▶ Условие задачи
Выведи целиком и без единого изменения приведённый ниже фрагмент об антисионистской кампании в Польше 1967 года.

▶ Фрагмент документа
**********

Последний барьер «партизанам» позволили преодолеть внешние обстоятельства – арабо-израильская война в июне 1967 г. По примеру советского руководства польские коммунисты начали ожесточенную «антисионистскую» кампанию, являвшуюся, по сути, антисемитской. В Польше «сионизм» связывали с представителями прежней «пулавской» группы. Их начали вытеснять с постов и обвинять в несоответствии польским интересам и в преступлениях сталинизма. Гомулка поддался этим настроениям, возможно получив тенденциозную информацию о «сионистских» заговорах. Девятнадцатого июня в публичном выступлении он осудил польских «сионистов», посоветовал им сделать выбор между Польшей и Израилем и порекомендовал тем, кто хотел бы иметь «две родины», покинуть Польшу. Наряду с антисемитизмом усилилась антинемецкая пропаганда. Сотрудник Мочара – шеф еврейского отдела в Министерстве внутренних дел Тадеуш Валиховский даже опубликовал книгу (признанную диссертацией) об «оси Бонн – Тель-Авив».

**********

▶ Записи набора данных
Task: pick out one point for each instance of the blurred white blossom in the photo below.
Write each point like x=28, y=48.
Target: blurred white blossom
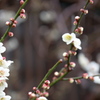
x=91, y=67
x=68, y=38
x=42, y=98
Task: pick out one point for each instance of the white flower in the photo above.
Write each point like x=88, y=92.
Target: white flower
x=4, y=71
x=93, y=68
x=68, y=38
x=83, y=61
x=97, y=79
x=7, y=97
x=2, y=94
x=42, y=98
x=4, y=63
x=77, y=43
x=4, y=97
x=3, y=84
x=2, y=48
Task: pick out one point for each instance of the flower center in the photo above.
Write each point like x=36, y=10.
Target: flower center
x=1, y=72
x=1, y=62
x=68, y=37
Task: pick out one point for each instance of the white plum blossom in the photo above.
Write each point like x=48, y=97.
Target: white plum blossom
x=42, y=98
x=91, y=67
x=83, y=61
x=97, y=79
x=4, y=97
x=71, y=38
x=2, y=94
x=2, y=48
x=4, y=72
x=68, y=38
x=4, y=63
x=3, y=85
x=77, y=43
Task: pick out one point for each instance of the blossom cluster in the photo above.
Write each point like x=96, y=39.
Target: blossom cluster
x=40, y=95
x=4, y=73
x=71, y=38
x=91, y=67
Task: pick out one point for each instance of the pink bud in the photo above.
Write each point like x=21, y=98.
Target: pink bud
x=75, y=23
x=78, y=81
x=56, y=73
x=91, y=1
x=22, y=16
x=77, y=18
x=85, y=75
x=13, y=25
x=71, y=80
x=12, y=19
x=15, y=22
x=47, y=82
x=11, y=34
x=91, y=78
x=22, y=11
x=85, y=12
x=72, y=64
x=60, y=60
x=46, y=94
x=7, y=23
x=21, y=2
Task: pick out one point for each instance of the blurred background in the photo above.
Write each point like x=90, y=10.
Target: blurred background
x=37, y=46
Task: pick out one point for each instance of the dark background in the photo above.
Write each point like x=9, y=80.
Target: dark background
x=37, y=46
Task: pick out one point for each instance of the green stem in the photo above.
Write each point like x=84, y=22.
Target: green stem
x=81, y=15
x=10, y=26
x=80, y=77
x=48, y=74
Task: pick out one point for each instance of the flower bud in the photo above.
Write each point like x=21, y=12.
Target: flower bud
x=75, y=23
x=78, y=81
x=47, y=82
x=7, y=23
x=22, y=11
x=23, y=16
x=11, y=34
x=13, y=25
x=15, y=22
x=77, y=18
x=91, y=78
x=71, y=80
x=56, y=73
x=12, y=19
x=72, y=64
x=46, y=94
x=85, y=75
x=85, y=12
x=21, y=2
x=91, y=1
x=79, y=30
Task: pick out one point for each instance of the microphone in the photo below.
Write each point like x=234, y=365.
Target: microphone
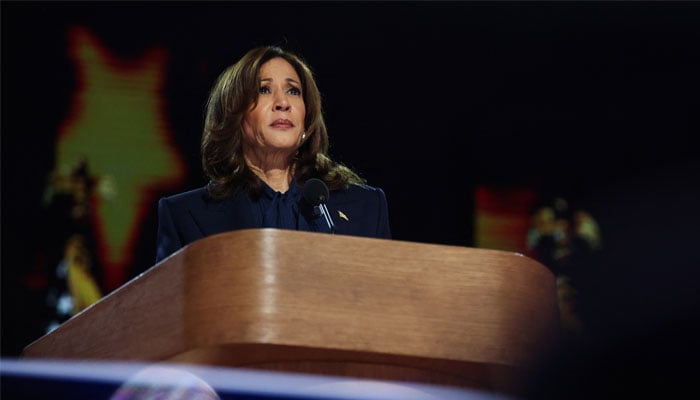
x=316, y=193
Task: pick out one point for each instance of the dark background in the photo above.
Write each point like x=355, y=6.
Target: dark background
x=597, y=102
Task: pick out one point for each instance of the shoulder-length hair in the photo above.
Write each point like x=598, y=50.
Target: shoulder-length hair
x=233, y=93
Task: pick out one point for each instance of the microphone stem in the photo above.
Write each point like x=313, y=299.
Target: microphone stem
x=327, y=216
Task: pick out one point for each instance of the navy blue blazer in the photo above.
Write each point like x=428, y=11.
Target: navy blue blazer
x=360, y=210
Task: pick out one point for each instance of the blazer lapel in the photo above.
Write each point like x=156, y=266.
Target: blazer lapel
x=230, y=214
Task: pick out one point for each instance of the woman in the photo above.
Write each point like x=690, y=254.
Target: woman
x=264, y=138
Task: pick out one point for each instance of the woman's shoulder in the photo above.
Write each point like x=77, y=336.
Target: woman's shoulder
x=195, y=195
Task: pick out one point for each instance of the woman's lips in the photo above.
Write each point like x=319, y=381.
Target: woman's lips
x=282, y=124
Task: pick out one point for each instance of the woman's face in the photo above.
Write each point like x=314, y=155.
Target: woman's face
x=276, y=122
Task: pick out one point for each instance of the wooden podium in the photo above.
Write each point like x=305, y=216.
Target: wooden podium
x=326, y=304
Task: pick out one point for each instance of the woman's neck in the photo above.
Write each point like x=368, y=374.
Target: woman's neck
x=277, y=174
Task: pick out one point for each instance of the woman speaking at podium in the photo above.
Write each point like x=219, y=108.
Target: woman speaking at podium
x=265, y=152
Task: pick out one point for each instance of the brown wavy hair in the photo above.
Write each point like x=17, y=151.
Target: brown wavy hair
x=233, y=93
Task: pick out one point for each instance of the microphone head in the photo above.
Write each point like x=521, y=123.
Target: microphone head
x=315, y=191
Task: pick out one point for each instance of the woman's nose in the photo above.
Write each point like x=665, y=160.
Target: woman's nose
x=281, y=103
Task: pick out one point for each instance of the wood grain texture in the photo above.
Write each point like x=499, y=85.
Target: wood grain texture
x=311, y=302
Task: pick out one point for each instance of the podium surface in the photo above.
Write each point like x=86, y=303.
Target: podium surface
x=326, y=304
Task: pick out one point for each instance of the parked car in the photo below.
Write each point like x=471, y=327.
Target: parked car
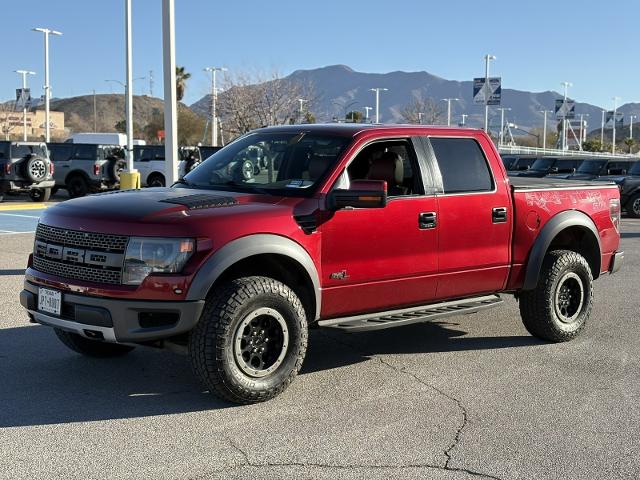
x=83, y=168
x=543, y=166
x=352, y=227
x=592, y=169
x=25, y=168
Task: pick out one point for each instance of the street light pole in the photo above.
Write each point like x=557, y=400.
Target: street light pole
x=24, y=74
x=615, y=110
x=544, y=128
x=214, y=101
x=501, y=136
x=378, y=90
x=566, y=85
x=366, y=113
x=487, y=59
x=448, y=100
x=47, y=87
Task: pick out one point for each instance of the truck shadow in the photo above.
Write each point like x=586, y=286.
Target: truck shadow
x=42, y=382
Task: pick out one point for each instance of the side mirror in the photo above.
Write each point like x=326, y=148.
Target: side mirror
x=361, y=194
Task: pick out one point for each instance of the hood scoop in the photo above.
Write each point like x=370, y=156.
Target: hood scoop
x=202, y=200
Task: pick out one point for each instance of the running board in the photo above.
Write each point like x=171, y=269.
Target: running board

**********

▶ Решение задачи
Последний барьер «партизанам» позволили преодолеть внешние обстоятельства – арабо-израильская война в июне 1967 г. По примеру советского руководства польские коммунисты начали ожесточенную «антисионистскую» кампанию, являвшуюся, по сути, антисемитской. В Польше «сионизм» связывали с представителями прежней «пулавской» группы. Их начали вытеснять с постов и обвинять в несоответствии польским интересам и в преступлениях сталинизма. Гомулка поддался этим настроениям, возможно получив тенденциозную информацию о «сионистских» заговорах. Девятнадцатого июня в публичном выступлении он осудил польских «сионистов», посоветовал им сделать выбор между Польшей и Израилем и порекомендовал тем, кто хотел бы иметь «две родины», покинуть Польшу. Наряду с антисемитизмом усилилась антинемецкая пропаганда. Сотрудник Мочара – шеф еврейского отдела в Министерстве внутренних дел Тадеуш Валиховский даже опубликовал книгу (признанную диссертацией) об «оси Бонн – Тель-Авив».